Exercise → Extract the data exactly, missing nothing.

[Dataset records about object locations]

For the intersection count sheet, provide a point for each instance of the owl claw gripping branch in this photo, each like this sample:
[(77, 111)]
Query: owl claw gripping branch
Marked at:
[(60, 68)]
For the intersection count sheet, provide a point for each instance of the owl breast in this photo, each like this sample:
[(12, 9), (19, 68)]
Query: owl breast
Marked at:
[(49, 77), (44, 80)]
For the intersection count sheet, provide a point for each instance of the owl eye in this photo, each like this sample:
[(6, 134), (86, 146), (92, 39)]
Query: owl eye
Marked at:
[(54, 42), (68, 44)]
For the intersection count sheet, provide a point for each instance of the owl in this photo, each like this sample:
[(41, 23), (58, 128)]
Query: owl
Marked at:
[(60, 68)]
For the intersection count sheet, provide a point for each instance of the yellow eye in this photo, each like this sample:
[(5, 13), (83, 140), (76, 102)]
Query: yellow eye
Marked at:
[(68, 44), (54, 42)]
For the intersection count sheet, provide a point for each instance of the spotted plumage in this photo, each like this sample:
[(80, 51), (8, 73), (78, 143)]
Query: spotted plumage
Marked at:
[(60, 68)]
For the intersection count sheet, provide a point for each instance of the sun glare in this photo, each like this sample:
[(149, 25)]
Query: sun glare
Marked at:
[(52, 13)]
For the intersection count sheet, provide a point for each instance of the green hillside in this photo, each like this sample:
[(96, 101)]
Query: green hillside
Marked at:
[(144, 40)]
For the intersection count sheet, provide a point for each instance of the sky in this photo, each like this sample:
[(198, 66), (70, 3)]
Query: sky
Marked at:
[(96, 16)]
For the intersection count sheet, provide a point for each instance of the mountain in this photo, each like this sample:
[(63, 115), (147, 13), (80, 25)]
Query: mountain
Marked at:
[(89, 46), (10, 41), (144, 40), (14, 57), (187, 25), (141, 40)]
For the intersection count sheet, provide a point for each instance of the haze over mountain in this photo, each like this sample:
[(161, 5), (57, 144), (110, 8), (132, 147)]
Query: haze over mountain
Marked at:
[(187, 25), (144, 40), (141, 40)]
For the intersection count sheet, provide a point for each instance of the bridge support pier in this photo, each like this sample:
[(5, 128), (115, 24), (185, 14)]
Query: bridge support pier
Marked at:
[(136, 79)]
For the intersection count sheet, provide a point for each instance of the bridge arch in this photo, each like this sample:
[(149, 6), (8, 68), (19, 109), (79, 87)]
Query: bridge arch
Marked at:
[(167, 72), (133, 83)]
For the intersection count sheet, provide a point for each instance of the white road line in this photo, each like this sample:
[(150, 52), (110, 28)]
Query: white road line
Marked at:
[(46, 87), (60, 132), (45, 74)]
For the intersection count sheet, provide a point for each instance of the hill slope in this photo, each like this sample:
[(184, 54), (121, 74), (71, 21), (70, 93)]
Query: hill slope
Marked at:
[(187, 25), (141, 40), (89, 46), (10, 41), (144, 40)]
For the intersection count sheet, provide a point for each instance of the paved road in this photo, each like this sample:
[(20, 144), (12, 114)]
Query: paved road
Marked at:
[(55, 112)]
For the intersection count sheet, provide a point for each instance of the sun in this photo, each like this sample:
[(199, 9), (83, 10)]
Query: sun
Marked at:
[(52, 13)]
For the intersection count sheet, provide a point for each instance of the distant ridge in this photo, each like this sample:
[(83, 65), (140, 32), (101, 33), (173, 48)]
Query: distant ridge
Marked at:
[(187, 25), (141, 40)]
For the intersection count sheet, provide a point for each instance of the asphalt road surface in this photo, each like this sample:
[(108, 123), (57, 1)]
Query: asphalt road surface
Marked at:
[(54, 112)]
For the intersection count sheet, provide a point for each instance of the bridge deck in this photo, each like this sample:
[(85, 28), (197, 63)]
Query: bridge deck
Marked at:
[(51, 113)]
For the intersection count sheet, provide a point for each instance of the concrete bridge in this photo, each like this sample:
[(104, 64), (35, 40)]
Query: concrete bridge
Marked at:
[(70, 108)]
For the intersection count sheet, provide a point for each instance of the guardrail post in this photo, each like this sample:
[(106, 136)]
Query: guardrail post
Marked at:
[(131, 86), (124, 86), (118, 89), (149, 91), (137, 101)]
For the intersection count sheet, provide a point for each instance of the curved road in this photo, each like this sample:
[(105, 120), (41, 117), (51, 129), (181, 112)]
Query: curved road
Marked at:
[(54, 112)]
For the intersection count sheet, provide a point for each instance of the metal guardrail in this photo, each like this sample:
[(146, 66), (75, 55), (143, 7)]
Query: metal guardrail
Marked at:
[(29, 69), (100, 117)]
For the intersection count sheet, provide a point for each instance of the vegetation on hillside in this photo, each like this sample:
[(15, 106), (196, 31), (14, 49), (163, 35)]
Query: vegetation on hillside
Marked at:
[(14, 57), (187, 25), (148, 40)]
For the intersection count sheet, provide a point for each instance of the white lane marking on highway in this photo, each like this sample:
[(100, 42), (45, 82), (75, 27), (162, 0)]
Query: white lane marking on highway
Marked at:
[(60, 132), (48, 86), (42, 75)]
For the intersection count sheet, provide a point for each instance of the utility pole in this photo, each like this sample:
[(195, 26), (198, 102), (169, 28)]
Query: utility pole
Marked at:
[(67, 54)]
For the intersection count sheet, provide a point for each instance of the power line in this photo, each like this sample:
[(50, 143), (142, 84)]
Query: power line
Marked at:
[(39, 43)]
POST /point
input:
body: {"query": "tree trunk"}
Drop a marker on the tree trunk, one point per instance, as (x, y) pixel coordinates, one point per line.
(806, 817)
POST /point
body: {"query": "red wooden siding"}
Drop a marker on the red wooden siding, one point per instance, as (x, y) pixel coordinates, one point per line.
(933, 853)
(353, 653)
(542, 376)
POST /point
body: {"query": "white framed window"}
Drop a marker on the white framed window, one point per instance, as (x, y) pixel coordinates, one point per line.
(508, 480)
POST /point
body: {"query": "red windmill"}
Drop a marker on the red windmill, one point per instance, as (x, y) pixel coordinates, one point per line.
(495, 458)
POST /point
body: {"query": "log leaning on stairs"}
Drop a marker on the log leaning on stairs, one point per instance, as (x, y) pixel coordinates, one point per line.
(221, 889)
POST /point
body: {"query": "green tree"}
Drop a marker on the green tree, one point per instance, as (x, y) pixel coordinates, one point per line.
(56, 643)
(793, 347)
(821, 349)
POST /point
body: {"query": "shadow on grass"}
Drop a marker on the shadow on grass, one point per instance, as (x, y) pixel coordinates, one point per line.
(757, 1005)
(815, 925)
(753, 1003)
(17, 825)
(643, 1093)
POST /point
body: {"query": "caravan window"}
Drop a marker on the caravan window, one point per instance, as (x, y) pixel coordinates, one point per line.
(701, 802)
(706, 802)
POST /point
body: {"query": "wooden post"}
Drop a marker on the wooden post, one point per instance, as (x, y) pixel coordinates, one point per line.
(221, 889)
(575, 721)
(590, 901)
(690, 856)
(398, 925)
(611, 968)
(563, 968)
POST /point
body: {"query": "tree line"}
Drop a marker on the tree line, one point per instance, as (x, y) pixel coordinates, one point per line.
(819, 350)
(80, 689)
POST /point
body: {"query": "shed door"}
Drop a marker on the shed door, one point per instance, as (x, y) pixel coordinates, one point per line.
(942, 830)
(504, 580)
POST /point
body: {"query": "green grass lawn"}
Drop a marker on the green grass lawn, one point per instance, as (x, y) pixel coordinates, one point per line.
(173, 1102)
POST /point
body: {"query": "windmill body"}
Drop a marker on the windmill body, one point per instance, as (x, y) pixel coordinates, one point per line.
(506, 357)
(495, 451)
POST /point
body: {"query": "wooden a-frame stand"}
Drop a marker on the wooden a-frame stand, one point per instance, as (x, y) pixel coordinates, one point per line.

Response →
For the intersection count sheet, provide a point for each instance of the owl claw gripping branch in this photo, each like this sample:
[(77, 111)]
Query: owl claw gripping branch
Marked at:
[(60, 68)]
For the intersection count sheet, provide a point for each instance of the owl breast in this photo, each like this sample:
[(12, 9), (19, 68)]
Query: owl breast
Marked at:
[(49, 77), (44, 80)]
For the intersection count sheet, provide a point for each instance of the owl eye in this photo, each like this sample:
[(6, 134), (86, 146), (92, 39)]
Query: owl eye
Marked at:
[(54, 42), (68, 44)]
For the intersection count sheet, provide a point for each instance of the owl in this photo, each like this sample:
[(41, 23), (58, 128)]
Query: owl
Marked at:
[(60, 68)]
For the intersection count sheet, provide a point for each instance of the yellow eye in this photo, each like this sample:
[(5, 13), (83, 140), (76, 102)]
Query: yellow eye
Marked at:
[(68, 44), (54, 42)]
For the intersection count sheet, provide a point for each instance of the spotted plumage in this photo, each like this sample:
[(80, 51), (8, 73), (78, 143)]
Query: spotted plumage
Marked at:
[(60, 68)]
For the intersection count sheet, provide a point for each instance of the sun glare in this photo, each like this sample:
[(149, 25)]
Query: sun glare
Marked at:
[(52, 13)]
For the intersection count sheet, provide a point for each instance of the green hillside in this photo, each like this sample:
[(96, 101)]
Query: green hillside
Marked at:
[(144, 40)]
For the intersection count sheet, provide a point for each instance of the sky in this photo, each like this sample:
[(198, 66), (70, 3)]
Query: sky
Marked at:
[(96, 16)]
For the intersection count sheet, provide a point for each instance of the mountain in this photo, each like this sample:
[(63, 115), (147, 13), (80, 25)]
Query: mountain
Marked at:
[(89, 46), (10, 41), (144, 40), (14, 57), (187, 25), (141, 40)]
For the intersection count sheet, provide a point for each instance of the haze over mountain in this photo, each like this sample:
[(161, 5), (57, 144), (110, 8), (132, 147)]
Query: haze over mountain
Marked at:
[(187, 25), (144, 40), (141, 40)]
For the intersection count sheet, provide a point for each instance of the bridge support pier in this photo, each like this sample:
[(5, 128), (115, 24), (185, 14)]
Query: bridge support pier
Marked at:
[(136, 79)]
For the intersection count sheet, provide a point for each instance of the bridge arch in this photo, each like this sample:
[(149, 6), (8, 68), (19, 109), (79, 87)]
Query: bridge arch
Marked at:
[(167, 72), (133, 83)]
For the intersection count sheet, provide a point for each instance of the white road line in this photo, each like this sample:
[(150, 52), (110, 28)]
Query: white road line
Marked at:
[(46, 87), (60, 132), (45, 74)]
For the intersection count sheet, provide a point for each instance of the hill slope in this photo, each like this sample:
[(184, 54), (121, 74), (71, 21), (70, 93)]
Query: hill slope
Marked at:
[(187, 25), (141, 40), (89, 46), (10, 41), (144, 40)]
For the intersection count sheet, provide a point for each instance of the paved road in this photo, each like this sample:
[(20, 144), (12, 114)]
Query: paved road
Marked at:
[(55, 112)]
For the intersection count sheet, provide a point for each instance of the sun in this photo, each like this sample:
[(199, 9), (83, 10)]
Query: sun
Marked at:
[(52, 13)]
For the intersection count sheet, provide a point for each instance of the distant ridge in this photo, each like this sample:
[(83, 65), (140, 32), (101, 33), (173, 48)]
Query: distant ridge
Marked at:
[(187, 25), (141, 40)]
For the intersection count sheet, provide a point for each instance of the asphalt road surface in this photo, each like this sample:
[(108, 123), (57, 1)]
Query: asphalt road surface
Marked at:
[(54, 112)]
For the intersection count sheet, provide a point for each instance of the bridge deck in this photo, each like this sample:
[(85, 28), (197, 63)]
Query: bridge deck
Marked at:
[(51, 113)]
For the intersection count sheet, provide a point for each instance of the concrete bridge in this photo, each like this sample:
[(104, 64), (35, 40)]
Query: concrete bridge
Marked at:
[(70, 108)]
For the intersection count sheet, provide a point for each instance of the guardrail post in this photo, each like this sample:
[(106, 136)]
Query: guardrail post
Marked at:
[(131, 86), (124, 86), (118, 89), (149, 91), (137, 101)]
For the intersection count sheet, provide a point for each instance of the curved road in this photo, each like this sample:
[(105, 120), (41, 117), (51, 129), (181, 112)]
Query: curved road
Marked at:
[(54, 112)]
For the intersection count sheet, provide a point for each instance of the metal guardrail in this photo, each like this sample:
[(146, 66), (75, 55), (143, 7)]
Query: metal guardrail
Marked at:
[(29, 69), (100, 117)]
For the intersection count sheet, provide a point for each instance of the vegetation on hillside in this photo, each like this sample:
[(15, 106), (196, 31), (14, 49), (163, 35)]
Query: vegetation on hillside
Marked at:
[(14, 57), (187, 25), (148, 40)]
For the intersection count sheet, provide a point for each instance of the white lane marking on highway in this photo, each like this sample:
[(100, 42), (45, 82), (75, 27), (162, 0)]
Query: white lane marking on highway
Marked at:
[(60, 132), (48, 86), (42, 75)]
For the intersection count sheet, provide a point for each instance of the utility pole in this photo, each like this sample:
[(195, 26), (198, 102), (169, 28)]
Query: utility pole
Marked at:
[(67, 54)]
For the intersection count sheet, provide a point for each instance of the power line in this photo, each like this sample:
[(50, 143), (142, 84)]
Query: power line
Marked at:
[(39, 43)]
POST /point
input:
body: {"query": "tree trunk"}
Drop a marker on the tree trunk, one point per instance, as (x, y) pixel coordinates, one point per line.
(806, 817)
POST /point
body: {"query": "red wooden siding"}
Drop a marker on the red wooden siding, one point per instance, as (x, y) pixel coordinates, one point per line.
(933, 853)
(353, 653)
(542, 376)
POST /point
body: {"query": "white framed window"}
Drop a marker on the white framed window, one point per instance, as (x, y) pixel coordinates, one point per line.
(508, 480)
POST /point
body: {"query": "red windmill"}
Drop a marker on the red windmill, one point per instance, as (x, y) pixel coordinates, one point per line.
(495, 458)
POST /point
body: {"query": "log leaning on stairs"}
Drop a marker on the log leaning on stairs, one point per instance, as (x, y) pixel coordinates, one point per line.
(221, 889)
POST /point
body: {"query": "green tree"}
Drop a marker on the green tree, one point per instance, as (x, y) pixel coordinates, one point per line.
(56, 643)
(793, 347)
(821, 349)
POST /point
body: {"query": "shadow on grass"}
Drop a marker on the shadow on grass, one point per instance, as (x, y) pixel coordinates, one point per line.
(757, 1005)
(815, 925)
(753, 1003)
(17, 825)
(643, 1093)
POST /point
body: {"query": "caravan window"}
Drop a marker on the caravan window, one point per instance, as (x, y) pixel coordinates, one point per line.
(701, 802)
(706, 802)
POST /point
body: {"query": "wooden post"}
Drop a marker on the wooden post, one point per instance, as (x, y) pixel coordinates, one point per line.
(221, 889)
(575, 721)
(590, 901)
(690, 856)
(398, 925)
(611, 968)
(563, 968)
POST /point
body: {"query": "tree line"}
Drop a marker on the tree line, one point per instance, as (x, y) pixel coordinates, one point per line.
(819, 350)
(80, 689)
POST /point
body: {"query": "shed door"}
Drop a marker on the shed door, one point per instance, as (x, y) pixel coordinates, one point per line.
(942, 830)
(504, 580)
POST /point
body: {"query": "green grass lawn"}
Drop a marker on the green grass lawn, one point per instance, as (x, y) pixel coordinates, one point per line.
(173, 1102)
POST /point
body: {"query": "windmill body"}
Drop a marker on the windmill body, one point per instance, as (x, y) pixel coordinates, one point per line.
(506, 357)
(495, 451)
POST /point
body: {"query": "wooden a-frame stand"}
Drop a marker on the wooden a-frame stand, one point per instance, as (x, y) pixel coordinates, one point per line.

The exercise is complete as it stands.